Task description » Copy exactly the line that contains "Target: bengals tiger stripe b logo" plus all remaining lines of the data, and leave out every line before it.

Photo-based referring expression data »
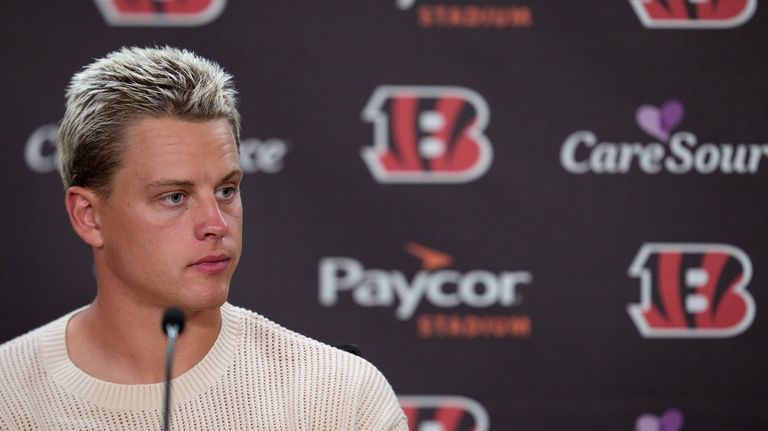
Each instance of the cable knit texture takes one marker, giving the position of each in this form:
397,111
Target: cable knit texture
257,376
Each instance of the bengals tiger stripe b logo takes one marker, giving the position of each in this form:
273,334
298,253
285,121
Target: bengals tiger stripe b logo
694,14
160,13
444,413
692,291
427,134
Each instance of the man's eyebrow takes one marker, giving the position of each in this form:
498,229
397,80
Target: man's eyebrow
167,183
235,173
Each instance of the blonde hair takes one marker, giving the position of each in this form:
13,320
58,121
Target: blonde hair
129,84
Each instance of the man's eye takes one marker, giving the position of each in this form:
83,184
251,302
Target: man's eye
174,198
226,192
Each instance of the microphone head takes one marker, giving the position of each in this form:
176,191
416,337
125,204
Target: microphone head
173,316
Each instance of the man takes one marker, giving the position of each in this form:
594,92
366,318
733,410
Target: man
149,159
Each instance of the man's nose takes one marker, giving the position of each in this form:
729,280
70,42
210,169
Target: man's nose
210,220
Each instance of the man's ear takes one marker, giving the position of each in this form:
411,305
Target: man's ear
82,206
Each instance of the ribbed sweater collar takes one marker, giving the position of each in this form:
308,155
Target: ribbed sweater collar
145,396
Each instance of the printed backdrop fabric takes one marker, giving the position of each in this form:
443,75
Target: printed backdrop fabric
529,215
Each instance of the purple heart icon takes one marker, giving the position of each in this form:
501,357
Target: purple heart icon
671,420
647,422
659,122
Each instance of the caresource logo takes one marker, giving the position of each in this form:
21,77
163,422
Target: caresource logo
694,14
444,413
672,152
164,13
345,279
256,155
427,135
692,291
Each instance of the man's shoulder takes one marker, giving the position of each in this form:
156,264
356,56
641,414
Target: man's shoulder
21,368
279,343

Task answer »
Target: bengals tiger stripe b logo
694,14
160,13
444,413
692,291
427,134
Each instance of the man's eyebrow takes one marker, giving the position of each in this form:
498,229
397,80
Target: man's eyebrow
167,183
235,173
Each instance of the blonde hair takes one marker, giving the position of each in this form:
13,320
58,121
Target: blonde hair
129,84
Each instance of the man's eye takes one marker, giving the position of each in this form:
83,184
251,302
Target: man's eye
174,198
226,192
Each instance of the microphone head takes one marker, giving the position of each in this form:
176,191
416,337
125,204
Target: microphone head
173,316
Each instance of the man takes one marker, giving the position of each in this form:
594,92
366,318
733,410
Target: man
149,159
Each instance of the man's nose takes one marker, giving the position of each in this form:
729,280
70,42
210,169
Target: man's nose
210,220
Each instance of the man's ear takes one marker, giving the position of each in this form:
411,305
Target: man's ear
82,206
Each instance of the ribbed sweater collar takes one marker, giving the position of each in this form:
308,155
Target: ribbed sweater collar
145,396
Each instance of the printed backdrop fabric takes one marker, giving the position of each in this form:
443,75
Target: printed backdrop fabric
529,215
Each instance of the purple heart icon takes one marker, giving the position of each in this form:
501,357
Target: purple heart icon
671,420
647,422
659,122
Each instance of the caresource logo takes one marker, giving the position of each in this form:
21,77
163,422
Target: caresource logo
694,14
444,413
672,152
164,13
345,279
256,155
427,135
692,291
Each instance of the man's shoulder takes one marker, giving the position of each in this form:
156,264
356,56
641,414
Target: man's shoulder
21,368
279,343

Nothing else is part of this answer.